Task instructions => Please rewrite every line of the records below as a JSON list of strings, one string per line, leaving out any blank lines.

Material for the task =>

☆ ☆ ☆

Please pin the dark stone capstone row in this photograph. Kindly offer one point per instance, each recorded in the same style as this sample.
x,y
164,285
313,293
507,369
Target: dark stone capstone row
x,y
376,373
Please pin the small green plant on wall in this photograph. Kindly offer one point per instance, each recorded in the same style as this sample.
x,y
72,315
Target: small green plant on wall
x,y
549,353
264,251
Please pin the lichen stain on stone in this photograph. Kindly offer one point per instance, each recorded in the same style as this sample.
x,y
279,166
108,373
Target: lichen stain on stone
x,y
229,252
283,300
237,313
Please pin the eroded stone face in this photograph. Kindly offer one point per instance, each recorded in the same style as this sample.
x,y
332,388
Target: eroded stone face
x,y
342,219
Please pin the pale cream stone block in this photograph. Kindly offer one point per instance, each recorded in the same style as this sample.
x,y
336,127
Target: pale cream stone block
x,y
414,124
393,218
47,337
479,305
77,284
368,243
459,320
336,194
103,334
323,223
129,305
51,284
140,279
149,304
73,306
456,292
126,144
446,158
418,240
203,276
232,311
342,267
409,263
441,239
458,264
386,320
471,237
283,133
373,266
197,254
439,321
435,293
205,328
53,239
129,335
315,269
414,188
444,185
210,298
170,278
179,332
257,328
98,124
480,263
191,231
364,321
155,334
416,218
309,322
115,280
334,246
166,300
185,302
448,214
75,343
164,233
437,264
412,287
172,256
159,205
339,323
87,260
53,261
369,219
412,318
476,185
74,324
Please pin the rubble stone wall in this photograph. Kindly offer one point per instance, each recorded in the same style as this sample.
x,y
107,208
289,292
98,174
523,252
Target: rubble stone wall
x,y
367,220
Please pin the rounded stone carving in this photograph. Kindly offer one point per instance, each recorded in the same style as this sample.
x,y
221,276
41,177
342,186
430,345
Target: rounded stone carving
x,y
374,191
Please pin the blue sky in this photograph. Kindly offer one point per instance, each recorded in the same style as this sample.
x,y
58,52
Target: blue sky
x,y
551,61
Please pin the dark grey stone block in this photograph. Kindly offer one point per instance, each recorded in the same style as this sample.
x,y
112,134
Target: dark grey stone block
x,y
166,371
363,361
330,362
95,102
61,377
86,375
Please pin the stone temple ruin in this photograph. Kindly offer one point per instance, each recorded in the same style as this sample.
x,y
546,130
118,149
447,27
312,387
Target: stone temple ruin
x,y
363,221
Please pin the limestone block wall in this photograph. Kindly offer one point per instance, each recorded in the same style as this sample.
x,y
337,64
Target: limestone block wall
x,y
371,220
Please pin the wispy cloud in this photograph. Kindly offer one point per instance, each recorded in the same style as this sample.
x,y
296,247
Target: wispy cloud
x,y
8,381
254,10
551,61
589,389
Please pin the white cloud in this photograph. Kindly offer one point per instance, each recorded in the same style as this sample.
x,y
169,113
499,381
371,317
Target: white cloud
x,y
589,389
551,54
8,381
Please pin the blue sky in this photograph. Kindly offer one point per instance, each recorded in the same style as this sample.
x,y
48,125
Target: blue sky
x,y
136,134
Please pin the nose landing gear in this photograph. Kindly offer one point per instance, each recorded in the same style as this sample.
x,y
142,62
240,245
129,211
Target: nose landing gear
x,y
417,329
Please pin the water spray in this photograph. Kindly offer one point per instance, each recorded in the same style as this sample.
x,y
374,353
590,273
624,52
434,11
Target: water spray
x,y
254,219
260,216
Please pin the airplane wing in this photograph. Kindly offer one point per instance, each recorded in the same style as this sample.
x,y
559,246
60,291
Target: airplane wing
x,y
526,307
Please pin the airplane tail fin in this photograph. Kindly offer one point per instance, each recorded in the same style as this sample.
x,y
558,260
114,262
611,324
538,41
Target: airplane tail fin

☆ ☆ ☆

Task output =>
[
  "Please pin the dark stone capstone row in this photograph. Kindly offer one point per instance, each recorded in the same style as this sample.",
  "x,y",
  "164,285",
  "313,293",
  "507,369",
  "Target: dark stone capstone row",
  "x,y",
  "376,373",
  "Please pin the small green plant on wall in this photograph. Kindly offer one point per instance, each recorded in the same style as this sample.",
  "x,y",
  "72,315",
  "Target: small green plant on wall",
  "x,y",
  "549,353",
  "264,251",
  "Please pin the lichen stain on stone in this photograph. Kindly offer one point per instance, each recorded in the same style as this sample.",
  "x,y",
  "279,166",
  "108,373",
  "Target: lichen stain on stone",
  "x,y",
  "229,252",
  "283,300",
  "237,313",
  "Please pin the eroded stone face in this photograph. Kindly offer one point per instance, each recorded in the same style as this sample.",
  "x,y",
  "332,388",
  "Target: eroded stone face",
  "x,y",
  "342,219",
  "Please pin the pale cream stone block in this photograph. Kindly offer one point per instance, each recorded in the same style as this sample.",
  "x,y",
  "336,127",
  "Target: pale cream stone block",
  "x,y",
  "414,124",
  "393,218",
  "47,337",
  "479,305",
  "77,284",
  "368,243",
  "459,320",
  "336,194",
  "103,334",
  "323,223",
  "129,305",
  "51,284",
  "140,279",
  "149,304",
  "73,306",
  "456,292",
  "126,144",
  "446,158",
  "418,240",
  "203,276",
  "232,311",
  "342,267",
  "409,263",
  "441,239",
  "458,264",
  "386,320",
  "471,237",
  "283,133",
  "373,266",
  "197,254",
  "439,321",
  "435,293",
  "205,328",
  "53,239",
  "129,335",
  "315,269",
  "414,188",
  "444,185",
  "210,298",
  "170,278",
  "179,332",
  "257,328",
  "98,124",
  "480,263",
  "191,231",
  "364,321",
  "155,334",
  "416,218",
  "309,322",
  "115,280",
  "334,246",
  "166,300",
  "185,302",
  "448,214",
  "75,343",
  "164,233",
  "437,264",
  "412,287",
  "172,256",
  "159,205",
  "339,323",
  "87,260",
  "53,261",
  "369,219",
  "412,318",
  "476,185",
  "74,324",
  "Please pin the rubble stone wall in this photograph. Kindly offer one point per instance, each recorded in the same style as this sample.",
  "x,y",
  "107,208",
  "289,292",
  "98,174",
  "523,252",
  "Target: rubble stone wall",
  "x,y",
  "367,220",
  "Please pin the rounded stone carving in this photograph. Kindly offer one point per instance, each recorded in the same style as this sample.",
  "x,y",
  "221,276",
  "41,177",
  "342,186",
  "430,345",
  "Target: rounded stone carving",
  "x,y",
  "374,191",
  "Please pin the blue sky in this photograph. Kindly offer one point per instance, each recorded in the same style as this sample.",
  "x,y",
  "58,52",
  "Target: blue sky",
  "x,y",
  "551,61",
  "Please pin the dark grey stone block in this photograph. Kindly offer one point per instance, each recorded in the same style as this sample.",
  "x,y",
  "112,134",
  "Target: dark grey stone block",
  "x,y",
  "166,371",
  "363,361",
  "330,362",
  "95,102",
  "61,377",
  "86,375",
  "Please pin the stone temple ruin in this photograph. Kindly offer one point per instance, each recorded in the same style as this sample.",
  "x,y",
  "546,130",
  "118,149",
  "447,27",
  "312,387",
  "Target: stone temple ruin",
  "x,y",
  "363,221",
  "Please pin the limestone block wall in this photograph. Kindly offer one point per instance, each recorded in the same style as this sample.",
  "x,y",
  "337,64",
  "Target: limestone block wall",
  "x,y",
  "371,220",
  "Please pin the wispy cloud in this photograph. Kindly offer one point per instance, each recorded in the same style as this sample.",
  "x,y",
  "296,247",
  "Target: wispy cloud",
  "x,y",
  "8,381",
  "254,10",
  "551,61",
  "589,389",
  "Please pin the white cloud in this photograph. Kindly offer one point per instance, each recorded in the same style as this sample.",
  "x,y",
  "169,113",
  "499,381",
  "371,317",
  "Target: white cloud",
  "x,y",
  "589,389",
  "551,54",
  "8,381",
  "Please pin the blue sky in this photograph. Kindly offer one point per instance, each recorded in the same style as this sample.",
  "x,y",
  "48,125",
  "Target: blue sky",
  "x,y",
  "136,134",
  "Please pin the nose landing gear in this photograph. Kindly offer one point per instance, each recorded in the same style as this sample.",
  "x,y",
  "142,62",
  "240,245",
  "129,211",
  "Target: nose landing gear",
  "x,y",
  "417,329",
  "Please pin the water spray in this photograph. Kindly offer one point per instance, each recorded in the same style as this sample.",
  "x,y",
  "374,353",
  "590,273",
  "624,52",
  "434,11",
  "Target: water spray",
  "x,y",
  "254,219",
  "260,216",
  "Please pin the airplane wing in this photograph. Kindly offer one point per instance, each recorded in the same style as this sample.",
  "x,y",
  "559,246",
  "60,291",
  "Target: airplane wing",
  "x,y",
  "526,307",
  "Please pin the airplane tail fin in this photograph. Kindly offer one point per instance, each recorded in the same style as this sample.",
  "x,y",
  "558,260",
  "114,262",
  "611,324",
  "538,41",
  "Target: airplane tail fin"
]